SOURCE =
-- Begin --

Primality Test
#cryptography #computer-science To test whether a given number $n$ is prime or not, we can check all the integers from $1$ to $n - 1$ to see if $n$ is divisible to any of them. But to make this more efficient, we can think of it as this: a composite number can be thought of as $n = p_1 * p_2\ * …$, where $p_i$ are prime numbers. The largest case for $p_i$ happens when there is only 2 of them and they are equal to each other, so it is sufficient to look through $1$ to $\sqrt{n}$ to see if it is a prime number or not.
The Sieve Algorithm
An old algorithm used for finding prime numbers is the Sieve Algorithm. It loops over all the numbers from $2$ to $\sqrt{n}$ and if it finds an unmarked number, it marks it as prime and eliminates all its multiples from the list. For example, let’s say we want to find all the prime numbers up to $100$. We start from $2$. Since it’s unmarked we mark it as prime and eliminate all of its multiples (even numbers) from the list. Now we go to the next unmarked number, which is $3$. Since it is unmarked, we mark it as a prime and eliminate all of its multiples (we can start the elimination from $3^2=9$, since there won’t be any unmarked multiples before that.
The Prime Number Theorem
The asymptotic law of distribution of prime numbers states that the prime density, which is the number of primes smaller than $x$ divided by $x$ approaches $\frac{1}{ln (x)}$. This can be used to approximate the number of primes less than $x$ as $\frac{x}{ln (x)}$. This is the prime number theorem: \(lim_{x \rightarrow \infty} \frac{\Pi (x)}{\frac{x}{ln (x)}}= 1\) where $\Pi (x)$ is the actual number of primes less than $x$.

-- End --

GIVEN RECORDS =
-- Begin --

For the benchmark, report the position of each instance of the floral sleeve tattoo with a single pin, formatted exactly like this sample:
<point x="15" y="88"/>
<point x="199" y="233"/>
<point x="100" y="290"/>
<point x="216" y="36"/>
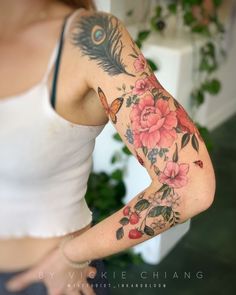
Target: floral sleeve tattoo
<point x="156" y="122"/>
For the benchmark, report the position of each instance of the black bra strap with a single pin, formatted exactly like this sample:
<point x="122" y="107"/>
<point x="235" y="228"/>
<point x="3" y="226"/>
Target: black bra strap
<point x="57" y="64"/>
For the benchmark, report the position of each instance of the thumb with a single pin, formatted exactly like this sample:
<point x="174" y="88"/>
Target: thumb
<point x="20" y="281"/>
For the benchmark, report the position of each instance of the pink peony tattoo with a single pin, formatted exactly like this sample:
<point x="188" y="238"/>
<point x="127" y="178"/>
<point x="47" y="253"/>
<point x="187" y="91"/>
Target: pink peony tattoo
<point x="174" y="174"/>
<point x="141" y="86"/>
<point x="140" y="63"/>
<point x="153" y="123"/>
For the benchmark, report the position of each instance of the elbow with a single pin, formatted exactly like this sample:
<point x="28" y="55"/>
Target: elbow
<point x="202" y="194"/>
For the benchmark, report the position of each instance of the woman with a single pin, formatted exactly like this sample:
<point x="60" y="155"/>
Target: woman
<point x="49" y="121"/>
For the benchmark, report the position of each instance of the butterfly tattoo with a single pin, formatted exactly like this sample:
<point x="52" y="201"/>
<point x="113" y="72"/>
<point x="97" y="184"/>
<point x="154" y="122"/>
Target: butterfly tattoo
<point x="113" y="108"/>
<point x="198" y="163"/>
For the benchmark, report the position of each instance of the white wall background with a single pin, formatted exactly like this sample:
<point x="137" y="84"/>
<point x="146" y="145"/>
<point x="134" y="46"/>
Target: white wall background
<point x="174" y="55"/>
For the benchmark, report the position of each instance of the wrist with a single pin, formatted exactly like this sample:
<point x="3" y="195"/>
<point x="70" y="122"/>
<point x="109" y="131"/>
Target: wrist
<point x="62" y="249"/>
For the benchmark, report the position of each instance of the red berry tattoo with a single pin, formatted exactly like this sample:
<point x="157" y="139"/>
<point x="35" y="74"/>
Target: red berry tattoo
<point x="135" y="234"/>
<point x="134" y="218"/>
<point x="126" y="210"/>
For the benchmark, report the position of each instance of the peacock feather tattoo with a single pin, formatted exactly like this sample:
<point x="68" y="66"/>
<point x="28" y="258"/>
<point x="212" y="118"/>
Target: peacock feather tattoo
<point x="98" y="36"/>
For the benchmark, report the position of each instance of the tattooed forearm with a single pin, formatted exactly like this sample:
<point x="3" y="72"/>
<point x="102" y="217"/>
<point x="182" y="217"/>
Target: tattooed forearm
<point x="99" y="37"/>
<point x="158" y="131"/>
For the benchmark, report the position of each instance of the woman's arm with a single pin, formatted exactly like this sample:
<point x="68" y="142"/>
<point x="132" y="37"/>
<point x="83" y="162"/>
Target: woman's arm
<point x="155" y="128"/>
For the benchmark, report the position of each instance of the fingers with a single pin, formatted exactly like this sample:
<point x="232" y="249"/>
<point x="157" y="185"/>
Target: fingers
<point x="21" y="281"/>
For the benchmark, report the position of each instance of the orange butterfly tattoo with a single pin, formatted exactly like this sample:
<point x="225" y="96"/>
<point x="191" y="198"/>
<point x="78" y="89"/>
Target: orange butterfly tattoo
<point x="114" y="107"/>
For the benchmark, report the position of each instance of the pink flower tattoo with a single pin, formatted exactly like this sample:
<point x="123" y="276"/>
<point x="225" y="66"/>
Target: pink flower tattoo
<point x="153" y="123"/>
<point x="174" y="174"/>
<point x="141" y="86"/>
<point x="140" y="63"/>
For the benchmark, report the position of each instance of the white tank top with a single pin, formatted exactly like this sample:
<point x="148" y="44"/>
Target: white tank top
<point x="45" y="162"/>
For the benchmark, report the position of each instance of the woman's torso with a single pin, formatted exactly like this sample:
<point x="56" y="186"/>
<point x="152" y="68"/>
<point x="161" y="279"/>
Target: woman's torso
<point x="23" y="60"/>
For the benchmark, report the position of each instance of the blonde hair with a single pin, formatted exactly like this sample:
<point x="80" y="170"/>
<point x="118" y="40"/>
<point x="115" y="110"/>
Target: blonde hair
<point x="87" y="4"/>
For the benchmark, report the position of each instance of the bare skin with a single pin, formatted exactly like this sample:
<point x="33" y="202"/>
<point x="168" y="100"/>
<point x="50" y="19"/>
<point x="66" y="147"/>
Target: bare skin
<point x="20" y="70"/>
<point x="103" y="59"/>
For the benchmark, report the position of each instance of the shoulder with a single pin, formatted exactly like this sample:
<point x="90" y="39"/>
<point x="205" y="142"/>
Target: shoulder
<point x="93" y="30"/>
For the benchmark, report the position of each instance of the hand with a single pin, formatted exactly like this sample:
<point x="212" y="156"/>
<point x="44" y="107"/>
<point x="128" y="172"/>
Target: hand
<point x="57" y="275"/>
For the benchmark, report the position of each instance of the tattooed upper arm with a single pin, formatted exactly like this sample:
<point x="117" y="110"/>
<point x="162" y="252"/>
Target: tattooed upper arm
<point x="153" y="125"/>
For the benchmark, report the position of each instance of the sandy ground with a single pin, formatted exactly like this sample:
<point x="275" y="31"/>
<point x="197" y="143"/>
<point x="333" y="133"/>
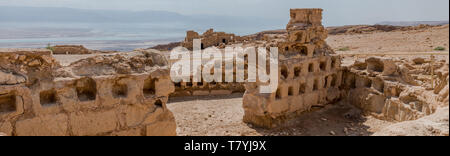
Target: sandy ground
<point x="222" y="115"/>
<point x="424" y="40"/>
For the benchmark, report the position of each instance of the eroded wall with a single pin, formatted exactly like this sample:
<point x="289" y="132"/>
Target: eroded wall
<point x="71" y="101"/>
<point x="309" y="74"/>
<point x="396" y="90"/>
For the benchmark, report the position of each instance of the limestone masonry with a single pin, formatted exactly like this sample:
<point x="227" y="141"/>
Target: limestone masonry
<point x="102" y="95"/>
<point x="309" y="74"/>
<point x="126" y="94"/>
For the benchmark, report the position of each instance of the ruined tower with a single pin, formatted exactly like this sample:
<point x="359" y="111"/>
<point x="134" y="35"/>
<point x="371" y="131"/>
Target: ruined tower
<point x="309" y="74"/>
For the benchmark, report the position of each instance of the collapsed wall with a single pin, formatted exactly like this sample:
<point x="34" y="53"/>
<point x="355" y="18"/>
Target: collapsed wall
<point x="70" y="49"/>
<point x="203" y="88"/>
<point x="309" y="74"/>
<point x="102" y="95"/>
<point x="396" y="90"/>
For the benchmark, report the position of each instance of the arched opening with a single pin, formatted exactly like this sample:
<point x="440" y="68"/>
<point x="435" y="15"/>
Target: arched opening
<point x="297" y="71"/>
<point x="48" y="97"/>
<point x="7" y="103"/>
<point x="311" y="67"/>
<point x="119" y="90"/>
<point x="284" y="71"/>
<point x="316" y="85"/>
<point x="291" y="91"/>
<point x="278" y="94"/>
<point x="86" y="89"/>
<point x="158" y="103"/>
<point x="149" y="87"/>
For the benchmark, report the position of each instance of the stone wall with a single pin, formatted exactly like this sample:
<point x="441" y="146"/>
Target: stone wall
<point x="70" y="49"/>
<point x="209" y="39"/>
<point x="75" y="103"/>
<point x="309" y="74"/>
<point x="392" y="89"/>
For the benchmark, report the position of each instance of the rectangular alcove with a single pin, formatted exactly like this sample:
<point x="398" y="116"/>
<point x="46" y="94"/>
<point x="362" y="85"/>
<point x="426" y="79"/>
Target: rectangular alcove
<point x="149" y="89"/>
<point x="7" y="103"/>
<point x="48" y="98"/>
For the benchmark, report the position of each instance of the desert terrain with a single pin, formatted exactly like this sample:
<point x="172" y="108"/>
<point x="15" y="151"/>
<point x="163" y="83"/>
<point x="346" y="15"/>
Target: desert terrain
<point x="222" y="115"/>
<point x="410" y="59"/>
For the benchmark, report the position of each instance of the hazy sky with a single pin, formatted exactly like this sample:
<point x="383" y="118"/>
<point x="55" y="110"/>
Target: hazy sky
<point x="337" y="12"/>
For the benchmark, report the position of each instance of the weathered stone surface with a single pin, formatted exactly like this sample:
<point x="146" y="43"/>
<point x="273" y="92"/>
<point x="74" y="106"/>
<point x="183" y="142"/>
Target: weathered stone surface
<point x="49" y="125"/>
<point x="308" y="74"/>
<point x="161" y="128"/>
<point x="6" y="128"/>
<point x="93" y="123"/>
<point x="100" y="95"/>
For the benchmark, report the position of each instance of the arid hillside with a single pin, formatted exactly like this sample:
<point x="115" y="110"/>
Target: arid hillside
<point x="411" y="40"/>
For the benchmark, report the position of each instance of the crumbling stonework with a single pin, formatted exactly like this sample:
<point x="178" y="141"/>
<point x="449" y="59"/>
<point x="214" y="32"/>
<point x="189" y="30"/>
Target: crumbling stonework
<point x="70" y="49"/>
<point x="204" y="88"/>
<point x="309" y="74"/>
<point x="209" y="39"/>
<point x="128" y="98"/>
<point x="392" y="90"/>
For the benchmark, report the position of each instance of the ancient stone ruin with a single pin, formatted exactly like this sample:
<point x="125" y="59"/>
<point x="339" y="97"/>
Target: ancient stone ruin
<point x="102" y="95"/>
<point x="391" y="90"/>
<point x="126" y="93"/>
<point x="70" y="49"/>
<point x="309" y="74"/>
<point x="210" y="38"/>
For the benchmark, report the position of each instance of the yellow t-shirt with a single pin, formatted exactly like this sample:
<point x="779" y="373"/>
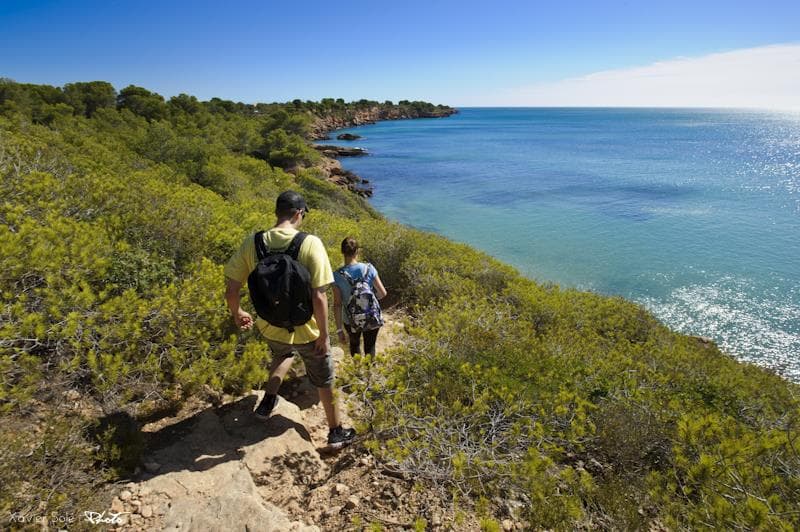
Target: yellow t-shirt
<point x="312" y="255"/>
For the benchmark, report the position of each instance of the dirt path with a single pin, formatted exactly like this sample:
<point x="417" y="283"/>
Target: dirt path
<point x="220" y="468"/>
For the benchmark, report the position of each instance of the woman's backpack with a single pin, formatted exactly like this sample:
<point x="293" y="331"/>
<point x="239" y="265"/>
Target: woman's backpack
<point x="363" y="309"/>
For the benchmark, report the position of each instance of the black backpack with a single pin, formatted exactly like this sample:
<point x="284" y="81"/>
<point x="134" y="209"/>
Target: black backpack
<point x="280" y="287"/>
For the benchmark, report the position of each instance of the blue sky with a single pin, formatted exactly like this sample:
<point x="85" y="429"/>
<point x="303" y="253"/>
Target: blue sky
<point x="454" y="52"/>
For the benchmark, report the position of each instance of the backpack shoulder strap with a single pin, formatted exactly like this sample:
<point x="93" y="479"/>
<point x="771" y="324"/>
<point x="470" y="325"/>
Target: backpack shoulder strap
<point x="347" y="277"/>
<point x="261" y="246"/>
<point x="294" y="247"/>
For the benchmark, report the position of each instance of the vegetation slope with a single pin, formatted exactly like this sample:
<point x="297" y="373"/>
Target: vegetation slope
<point x="566" y="408"/>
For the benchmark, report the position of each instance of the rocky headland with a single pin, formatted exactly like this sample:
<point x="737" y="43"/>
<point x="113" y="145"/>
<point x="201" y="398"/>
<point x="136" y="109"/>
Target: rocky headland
<point x="370" y="115"/>
<point x="330" y="165"/>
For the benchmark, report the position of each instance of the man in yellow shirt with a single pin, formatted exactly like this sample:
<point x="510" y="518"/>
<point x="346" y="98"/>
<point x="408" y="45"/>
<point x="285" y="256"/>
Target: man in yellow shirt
<point x="310" y="340"/>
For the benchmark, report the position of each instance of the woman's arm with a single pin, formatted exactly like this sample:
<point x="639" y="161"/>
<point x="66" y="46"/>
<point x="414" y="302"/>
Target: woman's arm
<point x="380" y="291"/>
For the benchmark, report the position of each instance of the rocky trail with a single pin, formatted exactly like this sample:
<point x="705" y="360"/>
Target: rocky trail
<point x="220" y="468"/>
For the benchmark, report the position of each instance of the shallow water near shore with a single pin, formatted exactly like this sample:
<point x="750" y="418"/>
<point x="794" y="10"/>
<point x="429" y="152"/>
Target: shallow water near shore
<point x="693" y="213"/>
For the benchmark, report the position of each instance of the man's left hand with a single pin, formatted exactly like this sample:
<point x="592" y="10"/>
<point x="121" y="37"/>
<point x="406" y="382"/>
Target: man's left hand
<point x="321" y="346"/>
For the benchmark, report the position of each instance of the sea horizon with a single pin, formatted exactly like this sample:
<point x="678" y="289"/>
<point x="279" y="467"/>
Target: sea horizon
<point x="590" y="187"/>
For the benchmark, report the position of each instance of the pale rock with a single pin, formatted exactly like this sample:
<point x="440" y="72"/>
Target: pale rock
<point x="352" y="502"/>
<point x="333" y="510"/>
<point x="117" y="506"/>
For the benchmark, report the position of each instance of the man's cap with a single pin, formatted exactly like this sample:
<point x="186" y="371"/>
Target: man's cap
<point x="290" y="200"/>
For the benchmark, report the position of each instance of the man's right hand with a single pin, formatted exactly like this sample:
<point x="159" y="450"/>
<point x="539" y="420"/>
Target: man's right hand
<point x="243" y="320"/>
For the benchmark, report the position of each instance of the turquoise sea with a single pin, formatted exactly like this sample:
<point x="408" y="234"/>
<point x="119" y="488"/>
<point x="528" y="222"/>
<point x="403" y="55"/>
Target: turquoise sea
<point x="695" y="214"/>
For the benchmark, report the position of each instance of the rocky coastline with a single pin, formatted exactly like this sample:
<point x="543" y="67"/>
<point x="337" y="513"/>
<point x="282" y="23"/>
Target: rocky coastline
<point x="332" y="167"/>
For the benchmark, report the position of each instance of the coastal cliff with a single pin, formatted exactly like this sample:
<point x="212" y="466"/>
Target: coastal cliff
<point x="332" y="120"/>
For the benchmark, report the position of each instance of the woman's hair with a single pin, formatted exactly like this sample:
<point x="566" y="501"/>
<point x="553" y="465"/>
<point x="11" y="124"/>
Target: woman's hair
<point x="349" y="246"/>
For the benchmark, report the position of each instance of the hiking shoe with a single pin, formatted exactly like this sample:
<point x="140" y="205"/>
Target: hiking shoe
<point x="339" y="437"/>
<point x="265" y="407"/>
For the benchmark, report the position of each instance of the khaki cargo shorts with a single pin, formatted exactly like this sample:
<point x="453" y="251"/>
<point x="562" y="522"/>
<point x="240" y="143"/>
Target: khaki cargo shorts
<point x="319" y="369"/>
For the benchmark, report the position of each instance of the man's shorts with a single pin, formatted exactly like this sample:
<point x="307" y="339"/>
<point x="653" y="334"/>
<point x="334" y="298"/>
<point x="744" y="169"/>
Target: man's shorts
<point x="319" y="369"/>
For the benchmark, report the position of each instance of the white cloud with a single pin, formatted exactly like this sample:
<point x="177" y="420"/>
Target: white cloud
<point x="763" y="77"/>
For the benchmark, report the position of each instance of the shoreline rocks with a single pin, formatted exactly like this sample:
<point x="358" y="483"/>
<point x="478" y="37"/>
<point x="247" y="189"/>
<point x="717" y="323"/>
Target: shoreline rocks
<point x="330" y="165"/>
<point x="330" y="150"/>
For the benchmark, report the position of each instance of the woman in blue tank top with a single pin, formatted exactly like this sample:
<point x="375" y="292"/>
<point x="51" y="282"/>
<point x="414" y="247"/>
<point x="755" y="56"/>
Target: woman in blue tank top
<point x="344" y="277"/>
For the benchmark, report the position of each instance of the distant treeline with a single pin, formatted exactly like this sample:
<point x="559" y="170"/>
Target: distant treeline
<point x="44" y="102"/>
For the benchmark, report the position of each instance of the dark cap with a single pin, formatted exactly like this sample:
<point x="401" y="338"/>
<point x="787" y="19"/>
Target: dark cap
<point x="290" y="200"/>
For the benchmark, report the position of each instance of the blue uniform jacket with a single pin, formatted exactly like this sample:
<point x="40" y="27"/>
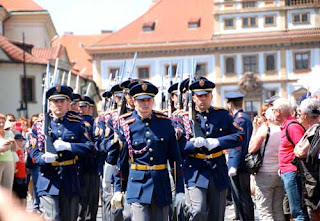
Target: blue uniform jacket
<point x="215" y="123"/>
<point x="52" y="178"/>
<point x="237" y="155"/>
<point x="156" y="135"/>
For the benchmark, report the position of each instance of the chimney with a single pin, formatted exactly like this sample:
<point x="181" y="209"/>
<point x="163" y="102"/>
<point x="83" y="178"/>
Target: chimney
<point x="106" y="31"/>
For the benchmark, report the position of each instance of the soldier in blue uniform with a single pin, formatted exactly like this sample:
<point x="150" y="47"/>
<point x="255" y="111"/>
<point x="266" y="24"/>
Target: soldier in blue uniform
<point x="89" y="198"/>
<point x="205" y="169"/>
<point x="59" y="181"/>
<point x="239" y="176"/>
<point x="147" y="140"/>
<point x="74" y="106"/>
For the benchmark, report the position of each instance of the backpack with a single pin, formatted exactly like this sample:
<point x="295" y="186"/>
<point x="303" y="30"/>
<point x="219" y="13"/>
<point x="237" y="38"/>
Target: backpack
<point x="253" y="161"/>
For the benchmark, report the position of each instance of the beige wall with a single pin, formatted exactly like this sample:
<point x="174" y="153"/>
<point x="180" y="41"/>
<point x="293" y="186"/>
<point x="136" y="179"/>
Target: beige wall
<point x="36" y="29"/>
<point x="10" y="95"/>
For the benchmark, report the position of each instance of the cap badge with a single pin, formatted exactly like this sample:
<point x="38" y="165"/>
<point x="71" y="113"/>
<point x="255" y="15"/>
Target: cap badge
<point x="144" y="87"/>
<point x="201" y="83"/>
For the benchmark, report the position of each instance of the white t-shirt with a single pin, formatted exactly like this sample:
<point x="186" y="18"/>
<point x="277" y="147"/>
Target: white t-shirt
<point x="270" y="162"/>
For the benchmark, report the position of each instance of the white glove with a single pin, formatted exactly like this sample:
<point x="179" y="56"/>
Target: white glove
<point x="49" y="157"/>
<point x="198" y="141"/>
<point x="61" y="145"/>
<point x="107" y="174"/>
<point x="232" y="171"/>
<point x="212" y="143"/>
<point x="179" y="197"/>
<point x="116" y="201"/>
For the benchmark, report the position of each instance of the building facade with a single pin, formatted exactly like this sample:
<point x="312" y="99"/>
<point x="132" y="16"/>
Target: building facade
<point x="260" y="48"/>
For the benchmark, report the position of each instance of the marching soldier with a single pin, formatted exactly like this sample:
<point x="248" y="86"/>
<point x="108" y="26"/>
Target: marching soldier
<point x="59" y="181"/>
<point x="148" y="140"/>
<point x="239" y="176"/>
<point x="89" y="199"/>
<point x="205" y="169"/>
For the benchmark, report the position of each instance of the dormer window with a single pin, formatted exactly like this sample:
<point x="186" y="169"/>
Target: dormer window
<point x="194" y="23"/>
<point x="148" y="26"/>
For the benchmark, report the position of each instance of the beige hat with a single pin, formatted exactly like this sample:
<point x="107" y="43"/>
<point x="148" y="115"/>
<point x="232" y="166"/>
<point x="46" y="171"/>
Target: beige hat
<point x="7" y="125"/>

-- End --

PROBLEMS TO WORK ON =
(a) Pull out every line of the records that contains the word "floral", matching case exactly.
(b) Extend the primality notes, starting right after their last sentence.

TASK-BY-TASK RESULTS =
(a)
For the benchmark, report the position of each instance of the floral sleeve tattoo with a single pin, formatted exactly like this sample:
Target: floral sleeve tattoo

(b)
Random Primality Test
Let’s say we’re given a number $N$ and we want to determine if it’s a prime or not. The most basic approach would be to go through all the numbers between $2$ and $\sqrt{N}$ and check if $N$ is divisible by them. If we find a composite of $N$, then we can terminate the program. A more logical approach would be to delete some numbers from the process of checking, kind of like the Sieve Algorithm. For example, we could check only odd numbers if $2$ is ruled out. Of course, the ideal step size would be to check only the prime numbers, but for that we would need to have a list of all prime numbers up to $\sqrt{N}$, which would take a lot of memory. Using the Sieve Algorithm to find all the prime numbers up to $\sqrt{N}$ and then using those prime numbers to check if $N$ is prime is a solution, but it is much more demanding than much more simpler approaches, like just checking the odd numbers. This is where random primality test comes in. We pick a number $a$ between $2$ and $\sqrt{N}$. We check if it divides $N$, or if $a|N$. If yes, then we’re certain that $N$ is a composite, not a prime. If not, we’re not sure and we check more numbers. When the number of trials goes up more and more, we become more and more confident that a number is prime. Notice that if $N$ is prime, this method always correctly guesses that it is indeed prime; but if $N$ is a composite, there is a small chance of error $e$ that we mistakenly think it is a prime. This chance depends on the number of trials; therefore, the more numbers we try, the more confident we’ll be. But this is still slower than what we want.
Fermat’s Primality Test
Fermat’s little theorem can be basically written as \(p\ |\ a^p - a\) where $p$ is a prime number and $a$ is another integer. It can also be written as \(a^p \equiv a\ mod\ p\) or \(a^{p-1} \equiv 1\ mod\ p\)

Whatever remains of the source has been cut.